* [WHAT THE EXERCISE ASKS]:
Reproduce all entries verbatim, with nothing added or dropped.

Saved entries

BEGIN

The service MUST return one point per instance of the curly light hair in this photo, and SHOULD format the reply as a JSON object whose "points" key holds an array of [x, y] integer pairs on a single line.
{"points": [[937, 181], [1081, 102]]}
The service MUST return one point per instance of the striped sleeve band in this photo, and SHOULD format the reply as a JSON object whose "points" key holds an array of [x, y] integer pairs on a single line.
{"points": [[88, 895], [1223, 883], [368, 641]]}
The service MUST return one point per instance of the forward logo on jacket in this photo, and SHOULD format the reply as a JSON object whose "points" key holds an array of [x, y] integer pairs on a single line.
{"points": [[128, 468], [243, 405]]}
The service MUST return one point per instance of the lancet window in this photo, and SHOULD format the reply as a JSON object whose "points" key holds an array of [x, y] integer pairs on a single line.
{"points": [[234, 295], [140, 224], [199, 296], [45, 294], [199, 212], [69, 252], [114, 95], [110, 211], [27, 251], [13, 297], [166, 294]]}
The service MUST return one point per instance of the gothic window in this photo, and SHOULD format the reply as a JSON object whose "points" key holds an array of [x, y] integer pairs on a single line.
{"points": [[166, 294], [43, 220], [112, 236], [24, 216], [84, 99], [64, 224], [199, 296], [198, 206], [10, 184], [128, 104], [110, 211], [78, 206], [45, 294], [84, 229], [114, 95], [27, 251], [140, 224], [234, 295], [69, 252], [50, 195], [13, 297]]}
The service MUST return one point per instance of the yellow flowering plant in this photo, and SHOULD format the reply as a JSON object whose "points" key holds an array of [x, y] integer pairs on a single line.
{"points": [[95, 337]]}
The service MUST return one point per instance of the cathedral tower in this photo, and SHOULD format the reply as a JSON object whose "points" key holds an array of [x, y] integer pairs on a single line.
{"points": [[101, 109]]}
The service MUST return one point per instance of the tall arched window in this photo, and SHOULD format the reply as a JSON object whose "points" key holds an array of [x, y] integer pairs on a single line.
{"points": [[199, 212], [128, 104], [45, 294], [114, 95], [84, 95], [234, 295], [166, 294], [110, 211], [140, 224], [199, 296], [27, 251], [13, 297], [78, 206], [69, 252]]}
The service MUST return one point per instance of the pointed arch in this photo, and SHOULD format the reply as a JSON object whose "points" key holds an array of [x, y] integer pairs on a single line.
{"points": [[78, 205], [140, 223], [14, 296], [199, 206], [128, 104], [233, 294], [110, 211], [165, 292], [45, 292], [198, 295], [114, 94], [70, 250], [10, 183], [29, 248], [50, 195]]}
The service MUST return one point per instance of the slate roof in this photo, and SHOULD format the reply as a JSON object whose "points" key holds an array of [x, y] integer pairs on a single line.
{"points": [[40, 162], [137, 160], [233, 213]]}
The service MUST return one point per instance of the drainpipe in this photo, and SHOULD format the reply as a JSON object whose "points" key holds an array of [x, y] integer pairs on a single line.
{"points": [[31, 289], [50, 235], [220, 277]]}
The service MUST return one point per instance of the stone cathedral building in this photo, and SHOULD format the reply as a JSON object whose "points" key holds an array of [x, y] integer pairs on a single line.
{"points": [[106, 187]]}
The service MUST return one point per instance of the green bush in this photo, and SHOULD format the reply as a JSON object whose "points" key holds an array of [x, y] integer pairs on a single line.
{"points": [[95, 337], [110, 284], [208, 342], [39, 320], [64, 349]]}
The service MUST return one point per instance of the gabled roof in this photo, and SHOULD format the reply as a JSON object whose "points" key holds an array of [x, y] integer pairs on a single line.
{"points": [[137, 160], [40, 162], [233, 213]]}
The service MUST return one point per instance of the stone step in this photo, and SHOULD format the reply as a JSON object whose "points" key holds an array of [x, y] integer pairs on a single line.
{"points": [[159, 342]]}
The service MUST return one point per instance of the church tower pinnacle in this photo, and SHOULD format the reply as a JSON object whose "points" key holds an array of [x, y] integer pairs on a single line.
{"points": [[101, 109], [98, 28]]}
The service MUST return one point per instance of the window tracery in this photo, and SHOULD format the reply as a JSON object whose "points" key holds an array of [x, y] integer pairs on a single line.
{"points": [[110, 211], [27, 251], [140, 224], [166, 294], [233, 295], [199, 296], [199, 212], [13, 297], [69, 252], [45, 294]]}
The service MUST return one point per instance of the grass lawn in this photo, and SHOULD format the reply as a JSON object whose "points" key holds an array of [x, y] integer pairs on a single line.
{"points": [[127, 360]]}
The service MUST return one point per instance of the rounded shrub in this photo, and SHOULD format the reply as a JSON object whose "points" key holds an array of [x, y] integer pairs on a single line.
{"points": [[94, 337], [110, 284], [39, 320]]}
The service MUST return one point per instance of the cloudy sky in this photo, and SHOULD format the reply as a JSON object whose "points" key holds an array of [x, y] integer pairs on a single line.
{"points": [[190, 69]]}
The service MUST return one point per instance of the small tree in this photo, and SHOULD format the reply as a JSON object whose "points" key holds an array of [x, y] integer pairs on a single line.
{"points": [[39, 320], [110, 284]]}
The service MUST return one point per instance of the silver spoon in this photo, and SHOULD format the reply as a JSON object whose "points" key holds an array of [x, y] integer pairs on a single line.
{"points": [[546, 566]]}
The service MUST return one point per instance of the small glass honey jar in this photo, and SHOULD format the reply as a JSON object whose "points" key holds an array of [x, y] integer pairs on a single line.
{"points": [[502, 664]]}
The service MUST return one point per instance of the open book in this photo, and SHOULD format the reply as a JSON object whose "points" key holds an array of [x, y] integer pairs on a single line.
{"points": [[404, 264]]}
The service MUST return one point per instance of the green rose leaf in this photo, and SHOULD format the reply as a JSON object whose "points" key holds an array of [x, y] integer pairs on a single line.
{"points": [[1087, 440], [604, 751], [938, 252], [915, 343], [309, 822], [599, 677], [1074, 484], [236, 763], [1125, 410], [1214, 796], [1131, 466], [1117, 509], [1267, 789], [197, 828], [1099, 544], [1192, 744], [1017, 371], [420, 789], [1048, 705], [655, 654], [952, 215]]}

END

* [WRITTEN ANSWER]:
The service MUST return one point per instance of the curly light hair in this photo, and SHOULD format the reply as a JSON object whose "points" key holds an array of [x, y] integer pairs on a single line.
{"points": [[937, 181], [1081, 102]]}
The service MUST return one point per instance of the striped sleeve band in this photo, and SHOULD format the reply as a JSON object whose "points" key holds an array of [x, y] integer pairs on a single line.
{"points": [[88, 895], [1223, 883], [368, 641]]}
The service MUST return one point per instance of the forward logo on jacket in this photo, and SHOULD format the reply as a JSON object whose "points" key holds an array of [x, y] integer pairs on a single line.
{"points": [[128, 468], [243, 405]]}
The service MUST return one point per instance of the lancet window in this photo, and SHOULD format the reply as a JSON object whose "points" key holds an array of [x, y] integer pairs on a single line.
{"points": [[234, 295], [140, 224], [199, 296], [45, 294], [199, 212], [69, 252], [114, 95], [110, 211], [27, 251], [13, 297], [166, 294]]}
The service MUST return one point per instance of the gothic window in this photo, and SHOULD format the reply as a JSON object whose "points" key holds an array of [x, y] integer pairs on a single line.
{"points": [[166, 294], [43, 220], [112, 236], [24, 216], [84, 99], [64, 224], [199, 296], [198, 206], [10, 184], [128, 104], [110, 211], [78, 206], [45, 294], [84, 229], [114, 95], [27, 251], [140, 224], [234, 295], [69, 252], [50, 195], [13, 297]]}
The service MUST return one point per instance of the yellow flowering plant in this photo, and SHOULD format the reply as a JSON object whose "points" key holds an array of [x, y] integer pairs on a single line.
{"points": [[95, 337]]}
The service MUST return one point per instance of the cathedral tower in this photo, and SHOULD format the reply as a JSON object whose "points" key holds an array of [x, y] integer pairs on a single line.
{"points": [[101, 109]]}
The service MUST return one point per instance of the tall arched window in this photo, and SHOULD format the reply as a JSON object whose "points" key holds an array of [x, y] integer pairs on a single line.
{"points": [[199, 212], [128, 104], [45, 294], [114, 95], [84, 95], [234, 295], [166, 294], [110, 211], [140, 224], [199, 296], [27, 251], [13, 297], [78, 206], [69, 252]]}
The service MUST return one point per instance of the pointed arch in this photo, and SHOULD format the reply as a JSON object whose "points" key holds an array of [x, y] integer pairs on a single line.
{"points": [[78, 205], [140, 223], [14, 296], [199, 206], [128, 104], [233, 294], [110, 211], [165, 292], [45, 292], [198, 295], [114, 94], [70, 250], [10, 183], [29, 248], [50, 195]]}
The service MUST return one point per instance of the slate roof in this photo, and SHOULD format the reply as a JSON object whose "points" key holds an array of [x, y] integer pairs on a single line.
{"points": [[40, 162], [137, 160], [233, 213]]}
The service MUST return one point per instance of the drainpipe in this photo, and SHOULD format the reply as a JSON object whose "points" key holds an array of [x, y] integer pairs on a single line.
{"points": [[31, 289], [50, 235], [220, 277]]}
The service MUST return one point per instance of the stone cathedral building in this photo, and SHOULD format the reply as a JSON object whose "points" key holds an array of [x, y] integer pairs on a single line.
{"points": [[106, 187]]}
The service MUST return one point per instance of the green bush in this photo, and SHOULD format the reply as a JSON object whose "points" key holds an array of [x, y] integer pairs on a single line.
{"points": [[95, 337], [110, 284], [208, 342], [39, 320], [64, 349]]}
The service MUST return one point per instance of the gabled roof in this photo, and SHOULD format the reply as a JSON object whose "points" key holds an array of [x, y] integer pairs on a single line.
{"points": [[137, 160], [40, 162], [233, 213]]}
The service MUST return one point per instance of the stone step in this photo, and SHOULD format the reply as a JSON object whose "points" key holds an array of [x, y] integer pairs on a single line.
{"points": [[159, 342]]}
The service MUST return one point per instance of the church tower pinnacle in this photo, and SHOULD format the reply as a JSON object whose "points" key holds an array of [x, y] integer pairs on a single line.
{"points": [[101, 109], [98, 28]]}
The service MUST return one point per instance of the window tracery in this photo, and SHOULD format the reply as a JSON object whose "points" key holds an array of [x, y] integer pairs on a single line.
{"points": [[110, 211], [27, 251], [140, 224], [166, 294], [233, 295], [199, 296], [199, 212], [13, 297], [69, 252], [45, 294]]}
The service MUST return one point per instance of the grass lawn in this photo, and SHOULD format the reply as a JSON object whose "points" key holds an array of [x, y] integer pairs on a single line.
{"points": [[127, 360]]}
The service MUST return one point per instance of the rounded shrub in this photo, and SHOULD format the reply as a JSON object whose "points" key holds an array of [x, y] integer pairs on a single line.
{"points": [[94, 337], [110, 284], [39, 320]]}
The service MUST return one point per instance of the cloudy sky in this photo, and SHOULD format the reply as a JSON object whose "points" key holds an array of [x, y] integer pairs on a single line.
{"points": [[190, 69]]}
The service MUST return one point per instance of the small tree in this photo, and SHOULD format the reply as a JSON object whose "points" key holds an array of [x, y] integer pairs on a single line.
{"points": [[39, 320], [110, 284]]}
The service MUST return one point per instance of the silver spoon in this photo, and SHOULD format the reply as a JSON object whose "points" key holds an array of [x, y] integer pairs on a single line.
{"points": [[546, 566]]}
The service MUST return one point per instance of the small glass honey jar in this photo, and SHOULD format the reply as a JSON object whose "points" key holds an array of [x, y] integer pairs on a single line.
{"points": [[502, 664]]}
The service MUST return one point per instance of the open book in this photo, and SHOULD format the reply as a JSON object whose "points" key holds an array of [x, y] integer pairs on a single line.
{"points": [[404, 264]]}
The service MUST return one point per instance of the green rose leaf in this photo, and SHOULD format the reply as a JSON object whose "points" key holds an array of [x, y] integer pairs on a single line.
{"points": [[1087, 440], [604, 751], [938, 252], [915, 343], [309, 822], [599, 677], [1074, 484], [236, 763], [1125, 410], [1214, 796], [1131, 466], [1117, 509], [1267, 789], [197, 828], [1099, 544], [1192, 744], [1017, 371], [420, 789], [1048, 705], [655, 654], [952, 215]]}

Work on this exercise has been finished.